- _What to work on_
Reproduce the stretch from the start of the items through the line containing "273], [747, 289]]]", switching "staircase" for "stairway" and leaving everything else unchanged.

- _Labeling and segmentation items_

______________________________

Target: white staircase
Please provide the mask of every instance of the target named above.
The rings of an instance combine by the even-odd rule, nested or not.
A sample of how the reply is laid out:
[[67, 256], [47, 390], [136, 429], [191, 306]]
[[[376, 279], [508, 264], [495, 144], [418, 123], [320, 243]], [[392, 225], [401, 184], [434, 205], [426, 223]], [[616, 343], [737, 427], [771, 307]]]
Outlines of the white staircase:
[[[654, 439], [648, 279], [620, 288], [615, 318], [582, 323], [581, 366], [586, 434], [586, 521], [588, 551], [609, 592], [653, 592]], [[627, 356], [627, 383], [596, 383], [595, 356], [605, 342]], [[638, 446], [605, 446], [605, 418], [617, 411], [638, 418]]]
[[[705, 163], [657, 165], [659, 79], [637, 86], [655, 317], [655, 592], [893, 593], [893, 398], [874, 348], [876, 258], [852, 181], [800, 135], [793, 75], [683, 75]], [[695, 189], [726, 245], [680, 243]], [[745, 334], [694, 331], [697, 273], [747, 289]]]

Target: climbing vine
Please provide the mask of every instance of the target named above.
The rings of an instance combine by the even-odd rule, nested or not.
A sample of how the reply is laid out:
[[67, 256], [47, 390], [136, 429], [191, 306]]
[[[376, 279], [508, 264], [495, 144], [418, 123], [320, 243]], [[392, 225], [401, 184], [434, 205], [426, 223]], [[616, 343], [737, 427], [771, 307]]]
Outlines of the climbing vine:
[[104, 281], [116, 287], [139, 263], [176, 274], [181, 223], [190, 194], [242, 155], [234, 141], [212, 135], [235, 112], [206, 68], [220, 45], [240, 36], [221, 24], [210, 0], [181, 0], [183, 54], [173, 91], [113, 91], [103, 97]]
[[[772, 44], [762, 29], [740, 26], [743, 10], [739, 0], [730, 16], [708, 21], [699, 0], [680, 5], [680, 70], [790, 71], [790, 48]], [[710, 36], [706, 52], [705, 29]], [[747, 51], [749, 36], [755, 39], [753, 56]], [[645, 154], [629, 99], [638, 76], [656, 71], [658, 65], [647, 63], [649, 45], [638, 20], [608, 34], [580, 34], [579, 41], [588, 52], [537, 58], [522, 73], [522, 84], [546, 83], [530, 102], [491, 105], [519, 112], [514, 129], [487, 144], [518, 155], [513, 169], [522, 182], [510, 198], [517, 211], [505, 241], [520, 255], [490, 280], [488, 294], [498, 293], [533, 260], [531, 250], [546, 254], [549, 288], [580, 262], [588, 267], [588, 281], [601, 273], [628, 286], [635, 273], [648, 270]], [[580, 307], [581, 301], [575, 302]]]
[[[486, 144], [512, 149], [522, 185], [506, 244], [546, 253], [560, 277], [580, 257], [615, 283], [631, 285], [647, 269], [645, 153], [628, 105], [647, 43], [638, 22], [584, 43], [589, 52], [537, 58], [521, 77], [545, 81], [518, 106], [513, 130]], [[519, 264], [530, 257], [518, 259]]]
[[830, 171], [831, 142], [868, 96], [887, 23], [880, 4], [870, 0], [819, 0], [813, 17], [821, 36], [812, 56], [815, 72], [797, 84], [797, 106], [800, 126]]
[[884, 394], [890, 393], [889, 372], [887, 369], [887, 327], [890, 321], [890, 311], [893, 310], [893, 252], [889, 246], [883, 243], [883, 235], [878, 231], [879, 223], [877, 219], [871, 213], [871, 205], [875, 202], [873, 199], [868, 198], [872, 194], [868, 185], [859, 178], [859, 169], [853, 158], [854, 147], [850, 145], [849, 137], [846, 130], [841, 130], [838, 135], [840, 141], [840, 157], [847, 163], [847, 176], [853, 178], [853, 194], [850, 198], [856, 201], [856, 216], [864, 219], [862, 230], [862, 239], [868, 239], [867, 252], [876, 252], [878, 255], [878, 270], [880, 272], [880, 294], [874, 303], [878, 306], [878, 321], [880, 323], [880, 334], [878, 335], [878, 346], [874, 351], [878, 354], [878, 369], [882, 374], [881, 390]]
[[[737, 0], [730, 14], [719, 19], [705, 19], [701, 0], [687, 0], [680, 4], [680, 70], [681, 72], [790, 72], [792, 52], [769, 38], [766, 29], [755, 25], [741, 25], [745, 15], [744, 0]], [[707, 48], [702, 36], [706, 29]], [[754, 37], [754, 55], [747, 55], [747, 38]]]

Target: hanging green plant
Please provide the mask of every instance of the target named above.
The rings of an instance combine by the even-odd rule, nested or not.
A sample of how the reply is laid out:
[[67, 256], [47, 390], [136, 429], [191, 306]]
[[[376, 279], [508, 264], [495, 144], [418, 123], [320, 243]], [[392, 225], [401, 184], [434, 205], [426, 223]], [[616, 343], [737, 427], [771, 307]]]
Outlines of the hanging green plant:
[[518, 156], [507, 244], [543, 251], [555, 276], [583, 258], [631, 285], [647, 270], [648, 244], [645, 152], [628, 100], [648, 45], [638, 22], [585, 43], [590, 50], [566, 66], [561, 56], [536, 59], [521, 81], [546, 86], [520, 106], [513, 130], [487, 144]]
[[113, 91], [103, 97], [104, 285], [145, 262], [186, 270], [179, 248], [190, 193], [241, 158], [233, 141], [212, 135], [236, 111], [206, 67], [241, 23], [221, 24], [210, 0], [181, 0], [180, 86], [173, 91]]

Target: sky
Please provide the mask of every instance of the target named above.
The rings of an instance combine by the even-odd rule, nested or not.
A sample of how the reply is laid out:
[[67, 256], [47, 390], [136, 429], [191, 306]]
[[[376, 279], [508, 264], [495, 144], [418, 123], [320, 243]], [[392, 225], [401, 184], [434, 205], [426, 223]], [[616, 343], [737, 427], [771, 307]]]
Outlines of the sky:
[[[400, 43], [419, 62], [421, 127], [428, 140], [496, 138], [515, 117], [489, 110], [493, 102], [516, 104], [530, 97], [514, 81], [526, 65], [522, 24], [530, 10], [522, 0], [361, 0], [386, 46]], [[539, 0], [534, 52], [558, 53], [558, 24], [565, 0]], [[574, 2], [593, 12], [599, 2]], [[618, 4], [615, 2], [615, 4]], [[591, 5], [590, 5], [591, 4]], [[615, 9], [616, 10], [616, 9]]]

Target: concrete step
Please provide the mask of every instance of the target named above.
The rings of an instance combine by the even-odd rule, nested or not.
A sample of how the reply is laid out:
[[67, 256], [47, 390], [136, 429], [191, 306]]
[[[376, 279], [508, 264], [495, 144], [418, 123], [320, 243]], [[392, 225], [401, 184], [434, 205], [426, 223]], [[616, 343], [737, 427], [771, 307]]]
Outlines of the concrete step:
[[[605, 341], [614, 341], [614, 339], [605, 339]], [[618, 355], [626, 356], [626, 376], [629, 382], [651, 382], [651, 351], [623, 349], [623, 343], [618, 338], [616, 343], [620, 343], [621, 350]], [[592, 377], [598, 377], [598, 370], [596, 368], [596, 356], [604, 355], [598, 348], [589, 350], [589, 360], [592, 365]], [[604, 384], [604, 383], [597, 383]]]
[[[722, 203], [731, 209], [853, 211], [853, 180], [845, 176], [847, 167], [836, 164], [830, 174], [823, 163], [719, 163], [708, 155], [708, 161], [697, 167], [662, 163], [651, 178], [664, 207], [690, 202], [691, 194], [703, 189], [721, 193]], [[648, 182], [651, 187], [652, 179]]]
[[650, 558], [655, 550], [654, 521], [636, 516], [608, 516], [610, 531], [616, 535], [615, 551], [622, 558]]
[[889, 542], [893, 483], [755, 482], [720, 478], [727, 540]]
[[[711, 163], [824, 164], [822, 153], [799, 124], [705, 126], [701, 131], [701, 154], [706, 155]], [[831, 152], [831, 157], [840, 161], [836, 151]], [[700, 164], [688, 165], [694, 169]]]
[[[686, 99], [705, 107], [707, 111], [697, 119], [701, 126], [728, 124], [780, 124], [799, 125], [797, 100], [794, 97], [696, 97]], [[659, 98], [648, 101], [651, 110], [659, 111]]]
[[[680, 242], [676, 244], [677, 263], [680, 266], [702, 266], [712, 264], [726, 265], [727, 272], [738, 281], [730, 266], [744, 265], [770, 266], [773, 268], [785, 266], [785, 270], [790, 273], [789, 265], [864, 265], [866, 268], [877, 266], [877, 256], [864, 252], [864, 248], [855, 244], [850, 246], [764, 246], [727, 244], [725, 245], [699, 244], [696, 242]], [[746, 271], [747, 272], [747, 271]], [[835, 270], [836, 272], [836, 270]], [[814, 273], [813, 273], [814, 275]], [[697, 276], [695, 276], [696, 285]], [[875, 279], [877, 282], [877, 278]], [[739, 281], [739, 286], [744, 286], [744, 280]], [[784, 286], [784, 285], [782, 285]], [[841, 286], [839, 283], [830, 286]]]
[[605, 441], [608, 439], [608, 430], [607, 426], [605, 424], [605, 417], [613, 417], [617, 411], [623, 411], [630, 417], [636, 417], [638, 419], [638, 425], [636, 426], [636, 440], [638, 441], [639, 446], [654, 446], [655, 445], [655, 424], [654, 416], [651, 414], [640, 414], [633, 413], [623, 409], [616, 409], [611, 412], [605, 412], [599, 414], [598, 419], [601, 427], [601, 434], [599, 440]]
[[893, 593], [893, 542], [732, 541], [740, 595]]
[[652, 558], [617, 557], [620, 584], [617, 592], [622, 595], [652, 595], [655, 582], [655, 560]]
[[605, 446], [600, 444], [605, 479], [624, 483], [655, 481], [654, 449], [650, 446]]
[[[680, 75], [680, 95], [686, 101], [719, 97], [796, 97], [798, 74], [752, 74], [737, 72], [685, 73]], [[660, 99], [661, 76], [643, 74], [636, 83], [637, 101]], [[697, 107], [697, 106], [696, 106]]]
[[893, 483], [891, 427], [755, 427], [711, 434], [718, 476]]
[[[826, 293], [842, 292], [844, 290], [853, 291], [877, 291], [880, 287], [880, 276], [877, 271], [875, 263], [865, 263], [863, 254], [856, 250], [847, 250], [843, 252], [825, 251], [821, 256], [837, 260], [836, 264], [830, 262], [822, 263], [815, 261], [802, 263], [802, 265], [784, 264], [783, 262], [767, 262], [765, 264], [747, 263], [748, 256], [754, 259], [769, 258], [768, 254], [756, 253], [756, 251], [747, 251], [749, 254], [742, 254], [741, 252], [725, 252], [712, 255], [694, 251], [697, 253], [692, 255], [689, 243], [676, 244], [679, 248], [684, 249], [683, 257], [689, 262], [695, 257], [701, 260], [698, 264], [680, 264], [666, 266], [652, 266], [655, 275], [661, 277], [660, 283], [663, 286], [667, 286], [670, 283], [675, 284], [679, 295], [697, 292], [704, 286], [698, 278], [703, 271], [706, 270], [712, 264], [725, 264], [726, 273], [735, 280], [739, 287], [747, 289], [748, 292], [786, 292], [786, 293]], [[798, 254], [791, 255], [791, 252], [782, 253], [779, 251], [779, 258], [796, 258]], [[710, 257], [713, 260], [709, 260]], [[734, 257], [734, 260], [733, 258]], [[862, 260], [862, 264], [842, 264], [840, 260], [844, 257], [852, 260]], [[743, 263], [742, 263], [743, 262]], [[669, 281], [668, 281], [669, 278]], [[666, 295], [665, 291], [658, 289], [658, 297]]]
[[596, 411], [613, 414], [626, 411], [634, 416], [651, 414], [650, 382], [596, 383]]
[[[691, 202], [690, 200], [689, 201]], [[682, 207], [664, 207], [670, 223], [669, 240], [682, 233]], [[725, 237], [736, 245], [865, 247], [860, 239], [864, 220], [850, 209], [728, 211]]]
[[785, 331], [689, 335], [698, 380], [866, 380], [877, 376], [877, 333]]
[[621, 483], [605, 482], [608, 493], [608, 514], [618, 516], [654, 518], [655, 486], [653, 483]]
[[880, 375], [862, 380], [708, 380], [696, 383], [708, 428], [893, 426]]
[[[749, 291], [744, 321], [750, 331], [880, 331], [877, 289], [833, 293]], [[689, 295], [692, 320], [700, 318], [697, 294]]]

______________________________

- _Written solution_
Target: white stairway
Please provide the mask of every instance of the target named above.
The rings of an instance combine by the even-odd rule, nested or not.
A sample of how the reply is laid out:
[[67, 256], [47, 390], [136, 429], [191, 306]]
[[[376, 279], [508, 264], [495, 144], [418, 123], [320, 243]], [[392, 225], [401, 184], [434, 205], [426, 223]], [[616, 343], [737, 427], [771, 307]]]
Outlines of the white stairway:
[[[654, 439], [648, 279], [620, 288], [615, 318], [582, 323], [581, 366], [586, 434], [586, 521], [588, 551], [609, 592], [653, 592]], [[627, 356], [627, 383], [596, 383], [595, 356], [605, 342]], [[638, 446], [605, 446], [605, 418], [617, 411], [638, 418]]]
[[[705, 163], [657, 165], [659, 79], [637, 86], [655, 317], [655, 592], [893, 593], [893, 398], [874, 348], [876, 258], [852, 181], [800, 135], [793, 75], [683, 75]], [[695, 189], [726, 245], [680, 243]], [[745, 334], [694, 331], [697, 273], [747, 289]]]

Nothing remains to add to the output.